-- Opening Marker --
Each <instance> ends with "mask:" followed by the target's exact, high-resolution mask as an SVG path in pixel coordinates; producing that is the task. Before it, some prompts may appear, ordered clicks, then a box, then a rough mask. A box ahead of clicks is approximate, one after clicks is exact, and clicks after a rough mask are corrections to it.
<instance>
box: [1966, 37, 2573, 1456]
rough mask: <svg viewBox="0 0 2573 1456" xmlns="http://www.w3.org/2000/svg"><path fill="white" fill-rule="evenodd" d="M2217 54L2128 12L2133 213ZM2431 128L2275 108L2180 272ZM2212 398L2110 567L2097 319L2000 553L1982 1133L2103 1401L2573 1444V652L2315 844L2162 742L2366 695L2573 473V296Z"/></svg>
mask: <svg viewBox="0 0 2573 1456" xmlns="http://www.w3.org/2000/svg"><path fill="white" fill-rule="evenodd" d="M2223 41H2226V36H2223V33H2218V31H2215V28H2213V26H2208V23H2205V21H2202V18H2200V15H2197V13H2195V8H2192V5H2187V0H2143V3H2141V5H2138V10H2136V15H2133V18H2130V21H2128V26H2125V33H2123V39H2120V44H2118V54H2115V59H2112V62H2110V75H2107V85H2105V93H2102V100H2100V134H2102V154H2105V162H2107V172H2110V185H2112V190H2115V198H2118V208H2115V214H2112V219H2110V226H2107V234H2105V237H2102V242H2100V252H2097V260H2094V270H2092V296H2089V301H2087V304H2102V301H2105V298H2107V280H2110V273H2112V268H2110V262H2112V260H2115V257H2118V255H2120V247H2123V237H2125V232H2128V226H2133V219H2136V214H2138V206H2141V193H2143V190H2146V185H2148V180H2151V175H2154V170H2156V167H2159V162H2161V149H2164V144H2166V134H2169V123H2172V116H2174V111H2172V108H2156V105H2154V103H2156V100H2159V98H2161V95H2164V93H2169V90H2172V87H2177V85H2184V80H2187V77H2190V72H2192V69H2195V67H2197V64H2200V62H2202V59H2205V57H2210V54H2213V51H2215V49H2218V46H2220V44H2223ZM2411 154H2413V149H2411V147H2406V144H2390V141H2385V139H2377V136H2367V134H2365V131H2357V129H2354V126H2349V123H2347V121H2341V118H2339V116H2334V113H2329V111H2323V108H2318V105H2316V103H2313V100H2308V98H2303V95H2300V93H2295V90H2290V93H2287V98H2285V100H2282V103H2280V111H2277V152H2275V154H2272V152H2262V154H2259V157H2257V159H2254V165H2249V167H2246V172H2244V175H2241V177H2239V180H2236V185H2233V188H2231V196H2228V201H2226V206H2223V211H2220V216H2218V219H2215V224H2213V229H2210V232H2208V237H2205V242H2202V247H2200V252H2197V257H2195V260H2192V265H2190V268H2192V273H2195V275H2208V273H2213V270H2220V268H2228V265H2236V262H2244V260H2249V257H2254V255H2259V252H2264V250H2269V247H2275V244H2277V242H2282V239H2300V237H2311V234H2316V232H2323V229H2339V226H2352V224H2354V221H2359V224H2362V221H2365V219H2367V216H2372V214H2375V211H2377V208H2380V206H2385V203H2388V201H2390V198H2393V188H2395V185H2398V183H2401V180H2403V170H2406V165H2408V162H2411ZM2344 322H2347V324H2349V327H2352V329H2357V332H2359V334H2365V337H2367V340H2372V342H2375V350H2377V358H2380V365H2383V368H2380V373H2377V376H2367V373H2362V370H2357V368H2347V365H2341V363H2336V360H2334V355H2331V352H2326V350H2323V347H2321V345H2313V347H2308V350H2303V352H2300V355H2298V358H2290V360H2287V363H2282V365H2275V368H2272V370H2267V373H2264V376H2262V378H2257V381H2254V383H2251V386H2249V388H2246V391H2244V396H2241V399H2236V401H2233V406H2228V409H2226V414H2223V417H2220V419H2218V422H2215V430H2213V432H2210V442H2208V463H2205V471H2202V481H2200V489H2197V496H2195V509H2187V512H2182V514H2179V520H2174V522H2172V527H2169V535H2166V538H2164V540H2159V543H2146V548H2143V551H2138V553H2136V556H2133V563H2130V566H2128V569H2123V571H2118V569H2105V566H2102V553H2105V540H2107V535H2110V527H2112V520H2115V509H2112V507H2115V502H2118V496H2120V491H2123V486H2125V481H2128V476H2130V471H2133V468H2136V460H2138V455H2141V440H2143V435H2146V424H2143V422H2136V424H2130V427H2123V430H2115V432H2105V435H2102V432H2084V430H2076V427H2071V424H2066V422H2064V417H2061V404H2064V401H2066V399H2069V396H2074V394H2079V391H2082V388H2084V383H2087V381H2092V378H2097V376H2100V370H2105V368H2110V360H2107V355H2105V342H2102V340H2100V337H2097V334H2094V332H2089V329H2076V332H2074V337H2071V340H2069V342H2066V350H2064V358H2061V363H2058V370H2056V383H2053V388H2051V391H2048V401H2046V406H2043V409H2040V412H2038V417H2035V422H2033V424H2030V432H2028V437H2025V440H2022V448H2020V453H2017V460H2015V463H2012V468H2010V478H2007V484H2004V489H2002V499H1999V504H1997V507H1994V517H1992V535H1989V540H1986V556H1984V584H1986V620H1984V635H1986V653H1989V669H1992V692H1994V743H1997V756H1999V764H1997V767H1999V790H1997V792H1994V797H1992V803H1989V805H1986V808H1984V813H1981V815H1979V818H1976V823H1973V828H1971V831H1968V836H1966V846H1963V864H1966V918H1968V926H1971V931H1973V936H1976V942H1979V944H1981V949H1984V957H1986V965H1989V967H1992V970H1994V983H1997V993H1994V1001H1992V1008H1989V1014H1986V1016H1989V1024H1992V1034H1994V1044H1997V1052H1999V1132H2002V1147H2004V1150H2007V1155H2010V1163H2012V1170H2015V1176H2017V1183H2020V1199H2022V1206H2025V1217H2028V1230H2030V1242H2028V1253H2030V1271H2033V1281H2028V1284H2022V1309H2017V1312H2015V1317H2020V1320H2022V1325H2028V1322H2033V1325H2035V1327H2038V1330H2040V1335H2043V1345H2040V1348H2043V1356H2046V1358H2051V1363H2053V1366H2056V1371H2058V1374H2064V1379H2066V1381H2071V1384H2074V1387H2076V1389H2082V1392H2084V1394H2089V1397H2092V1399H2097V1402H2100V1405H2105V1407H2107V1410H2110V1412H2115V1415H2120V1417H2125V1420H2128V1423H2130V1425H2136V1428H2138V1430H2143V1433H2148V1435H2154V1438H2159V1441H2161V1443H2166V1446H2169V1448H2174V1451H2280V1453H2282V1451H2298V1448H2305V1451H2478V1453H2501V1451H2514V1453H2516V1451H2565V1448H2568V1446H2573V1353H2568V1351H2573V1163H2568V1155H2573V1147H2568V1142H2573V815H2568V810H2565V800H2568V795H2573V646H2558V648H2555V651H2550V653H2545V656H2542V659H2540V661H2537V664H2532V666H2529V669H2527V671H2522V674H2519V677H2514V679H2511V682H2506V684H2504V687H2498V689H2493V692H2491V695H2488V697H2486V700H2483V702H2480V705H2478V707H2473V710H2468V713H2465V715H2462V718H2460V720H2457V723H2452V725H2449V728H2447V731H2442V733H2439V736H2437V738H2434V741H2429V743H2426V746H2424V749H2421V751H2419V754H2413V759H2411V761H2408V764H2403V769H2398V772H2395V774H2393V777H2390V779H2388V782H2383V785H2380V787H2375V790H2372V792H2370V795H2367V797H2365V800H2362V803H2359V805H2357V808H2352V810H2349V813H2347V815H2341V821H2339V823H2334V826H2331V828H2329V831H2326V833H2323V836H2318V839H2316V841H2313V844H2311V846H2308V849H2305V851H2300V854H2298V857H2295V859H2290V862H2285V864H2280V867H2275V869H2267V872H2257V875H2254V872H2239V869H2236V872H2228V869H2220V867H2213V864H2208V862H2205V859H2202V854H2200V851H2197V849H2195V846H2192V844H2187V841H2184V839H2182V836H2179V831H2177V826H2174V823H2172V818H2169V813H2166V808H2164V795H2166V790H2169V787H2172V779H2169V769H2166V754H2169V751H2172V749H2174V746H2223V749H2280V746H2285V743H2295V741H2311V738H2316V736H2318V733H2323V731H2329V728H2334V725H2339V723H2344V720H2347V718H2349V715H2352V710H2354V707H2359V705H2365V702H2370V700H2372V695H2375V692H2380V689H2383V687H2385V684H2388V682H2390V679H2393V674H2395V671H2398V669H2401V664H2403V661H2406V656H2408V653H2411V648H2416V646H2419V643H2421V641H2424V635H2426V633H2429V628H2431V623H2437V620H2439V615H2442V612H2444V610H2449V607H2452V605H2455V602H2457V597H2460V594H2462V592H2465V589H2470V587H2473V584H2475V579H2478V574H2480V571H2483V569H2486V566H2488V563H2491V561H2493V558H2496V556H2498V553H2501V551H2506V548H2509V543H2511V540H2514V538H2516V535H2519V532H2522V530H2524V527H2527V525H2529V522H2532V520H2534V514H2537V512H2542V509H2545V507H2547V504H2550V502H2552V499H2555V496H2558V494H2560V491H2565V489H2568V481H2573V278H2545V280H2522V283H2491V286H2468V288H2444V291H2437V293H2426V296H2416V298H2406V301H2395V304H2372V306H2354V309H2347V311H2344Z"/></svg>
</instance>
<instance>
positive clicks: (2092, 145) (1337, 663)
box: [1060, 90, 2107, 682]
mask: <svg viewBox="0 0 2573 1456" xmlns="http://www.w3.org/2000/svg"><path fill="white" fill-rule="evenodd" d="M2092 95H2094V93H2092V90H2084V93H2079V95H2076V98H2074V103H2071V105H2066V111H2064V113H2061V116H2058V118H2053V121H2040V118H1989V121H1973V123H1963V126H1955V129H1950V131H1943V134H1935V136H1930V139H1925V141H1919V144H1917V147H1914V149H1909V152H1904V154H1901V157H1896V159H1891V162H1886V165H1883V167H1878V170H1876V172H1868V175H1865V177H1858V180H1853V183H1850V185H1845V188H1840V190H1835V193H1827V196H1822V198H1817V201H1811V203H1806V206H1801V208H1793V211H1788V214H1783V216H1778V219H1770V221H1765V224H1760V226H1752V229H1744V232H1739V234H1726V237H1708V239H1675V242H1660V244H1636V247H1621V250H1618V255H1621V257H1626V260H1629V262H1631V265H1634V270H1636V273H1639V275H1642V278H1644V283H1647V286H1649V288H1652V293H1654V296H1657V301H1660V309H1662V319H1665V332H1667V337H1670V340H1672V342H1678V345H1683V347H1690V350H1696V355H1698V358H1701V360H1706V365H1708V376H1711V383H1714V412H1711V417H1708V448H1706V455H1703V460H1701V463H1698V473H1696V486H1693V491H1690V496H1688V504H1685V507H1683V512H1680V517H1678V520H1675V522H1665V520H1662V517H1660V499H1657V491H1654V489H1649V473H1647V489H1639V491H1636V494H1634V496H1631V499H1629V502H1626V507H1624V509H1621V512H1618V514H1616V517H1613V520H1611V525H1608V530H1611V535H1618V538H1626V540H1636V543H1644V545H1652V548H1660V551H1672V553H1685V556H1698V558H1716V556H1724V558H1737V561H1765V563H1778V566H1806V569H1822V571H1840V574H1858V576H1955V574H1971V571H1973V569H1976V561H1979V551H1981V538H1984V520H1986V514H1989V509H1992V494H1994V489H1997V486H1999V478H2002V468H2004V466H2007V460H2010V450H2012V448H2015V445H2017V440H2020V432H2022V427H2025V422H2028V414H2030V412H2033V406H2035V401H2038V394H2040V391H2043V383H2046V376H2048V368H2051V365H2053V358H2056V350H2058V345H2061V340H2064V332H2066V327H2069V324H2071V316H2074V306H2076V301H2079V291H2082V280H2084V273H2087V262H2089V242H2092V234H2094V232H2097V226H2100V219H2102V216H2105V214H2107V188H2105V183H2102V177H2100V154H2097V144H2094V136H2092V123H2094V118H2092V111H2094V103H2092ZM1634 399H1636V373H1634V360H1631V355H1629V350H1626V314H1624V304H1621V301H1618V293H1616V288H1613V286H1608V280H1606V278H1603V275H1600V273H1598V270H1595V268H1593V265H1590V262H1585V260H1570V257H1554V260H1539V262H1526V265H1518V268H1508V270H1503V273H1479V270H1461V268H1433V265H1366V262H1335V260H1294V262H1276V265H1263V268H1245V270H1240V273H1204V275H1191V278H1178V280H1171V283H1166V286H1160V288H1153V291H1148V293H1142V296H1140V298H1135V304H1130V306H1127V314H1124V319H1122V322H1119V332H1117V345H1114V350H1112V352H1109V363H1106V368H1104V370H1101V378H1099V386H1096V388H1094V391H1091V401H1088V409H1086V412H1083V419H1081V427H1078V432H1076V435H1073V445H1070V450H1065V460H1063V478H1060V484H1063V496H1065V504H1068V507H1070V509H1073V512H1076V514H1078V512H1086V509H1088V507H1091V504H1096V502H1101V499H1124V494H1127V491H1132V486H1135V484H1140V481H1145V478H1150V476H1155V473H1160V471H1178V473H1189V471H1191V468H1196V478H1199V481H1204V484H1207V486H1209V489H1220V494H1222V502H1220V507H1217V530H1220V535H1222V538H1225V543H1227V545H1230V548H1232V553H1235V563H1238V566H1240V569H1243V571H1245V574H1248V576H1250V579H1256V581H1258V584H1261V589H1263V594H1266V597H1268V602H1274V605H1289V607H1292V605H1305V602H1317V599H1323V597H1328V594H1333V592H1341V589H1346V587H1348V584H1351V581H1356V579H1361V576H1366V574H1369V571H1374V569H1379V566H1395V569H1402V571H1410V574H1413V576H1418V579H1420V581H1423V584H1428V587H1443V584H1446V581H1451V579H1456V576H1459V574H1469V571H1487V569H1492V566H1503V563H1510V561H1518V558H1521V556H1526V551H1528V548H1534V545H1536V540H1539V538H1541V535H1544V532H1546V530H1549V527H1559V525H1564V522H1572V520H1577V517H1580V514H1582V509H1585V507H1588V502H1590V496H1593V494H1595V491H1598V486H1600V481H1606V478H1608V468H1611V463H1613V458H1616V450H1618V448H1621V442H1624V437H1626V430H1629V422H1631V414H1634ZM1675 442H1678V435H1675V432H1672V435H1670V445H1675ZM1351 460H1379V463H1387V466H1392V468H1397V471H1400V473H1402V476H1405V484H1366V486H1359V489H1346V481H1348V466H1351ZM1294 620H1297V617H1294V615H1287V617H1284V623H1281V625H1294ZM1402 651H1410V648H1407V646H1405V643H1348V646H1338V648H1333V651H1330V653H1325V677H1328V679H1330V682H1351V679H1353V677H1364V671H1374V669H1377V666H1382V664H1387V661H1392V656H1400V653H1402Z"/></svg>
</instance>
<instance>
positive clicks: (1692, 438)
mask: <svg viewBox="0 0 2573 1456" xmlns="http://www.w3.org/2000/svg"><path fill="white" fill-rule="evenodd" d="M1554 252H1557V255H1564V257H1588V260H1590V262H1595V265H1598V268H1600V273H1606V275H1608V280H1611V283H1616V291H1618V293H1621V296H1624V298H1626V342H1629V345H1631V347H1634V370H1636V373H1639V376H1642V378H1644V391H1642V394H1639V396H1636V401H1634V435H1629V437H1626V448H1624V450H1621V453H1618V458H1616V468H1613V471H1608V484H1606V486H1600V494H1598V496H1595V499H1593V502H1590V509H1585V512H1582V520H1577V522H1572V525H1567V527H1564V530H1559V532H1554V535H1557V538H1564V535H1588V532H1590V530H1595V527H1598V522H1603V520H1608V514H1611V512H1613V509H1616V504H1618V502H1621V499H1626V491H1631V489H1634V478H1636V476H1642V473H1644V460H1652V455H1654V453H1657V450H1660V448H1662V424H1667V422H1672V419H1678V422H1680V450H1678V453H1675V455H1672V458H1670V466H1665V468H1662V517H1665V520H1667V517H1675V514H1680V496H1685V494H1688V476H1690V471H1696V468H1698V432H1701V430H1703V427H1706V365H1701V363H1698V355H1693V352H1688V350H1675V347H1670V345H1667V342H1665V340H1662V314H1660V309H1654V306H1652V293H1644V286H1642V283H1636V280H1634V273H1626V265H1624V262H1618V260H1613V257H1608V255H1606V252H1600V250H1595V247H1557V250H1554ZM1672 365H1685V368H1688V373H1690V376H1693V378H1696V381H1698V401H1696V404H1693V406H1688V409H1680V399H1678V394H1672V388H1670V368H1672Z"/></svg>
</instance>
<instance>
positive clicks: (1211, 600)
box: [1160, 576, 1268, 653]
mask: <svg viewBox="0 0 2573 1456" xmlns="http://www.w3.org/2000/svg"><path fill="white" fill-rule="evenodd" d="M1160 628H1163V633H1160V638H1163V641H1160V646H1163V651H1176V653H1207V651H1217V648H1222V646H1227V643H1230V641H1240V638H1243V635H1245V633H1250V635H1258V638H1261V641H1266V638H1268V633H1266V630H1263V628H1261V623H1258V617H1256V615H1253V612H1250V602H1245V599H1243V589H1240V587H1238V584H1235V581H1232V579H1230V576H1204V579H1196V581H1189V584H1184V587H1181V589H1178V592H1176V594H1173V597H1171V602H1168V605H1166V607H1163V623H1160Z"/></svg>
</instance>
-- Closing Marker --
_Directions_
Rewrite the items above, from their first line through the line containing "rough mask: <svg", as a Markdown table with the columns Entry and Content. Give each line its own numbered row, skip blank lines, and include nothing past that point.

_The answer_
| Entry | Content |
|---|---|
| 1 | Each <instance> ends with "mask:" followed by the target's exact, high-resolution mask as an SVG path in pixel coordinates; producing that is the task. Before it, some prompts may appear, ordered clicks, then a box, then a rough mask. A box ahead of clicks is approximate, one after clicks is exact, and clicks after a rough mask are corrections to it. |
| 2 | <instance> |
| 3 | box: [1966, 37, 2573, 1456] |
| 4 | rough mask: <svg viewBox="0 0 2573 1456" xmlns="http://www.w3.org/2000/svg"><path fill="white" fill-rule="evenodd" d="M2217 54L2128 12L2133 213ZM2431 128L2275 108L2180 272ZM2212 398L2110 567L2097 319L2000 553L1982 1133L2103 1401L2573 1444V652L2315 844L2162 742L2366 695L2573 473V296Z"/></svg> |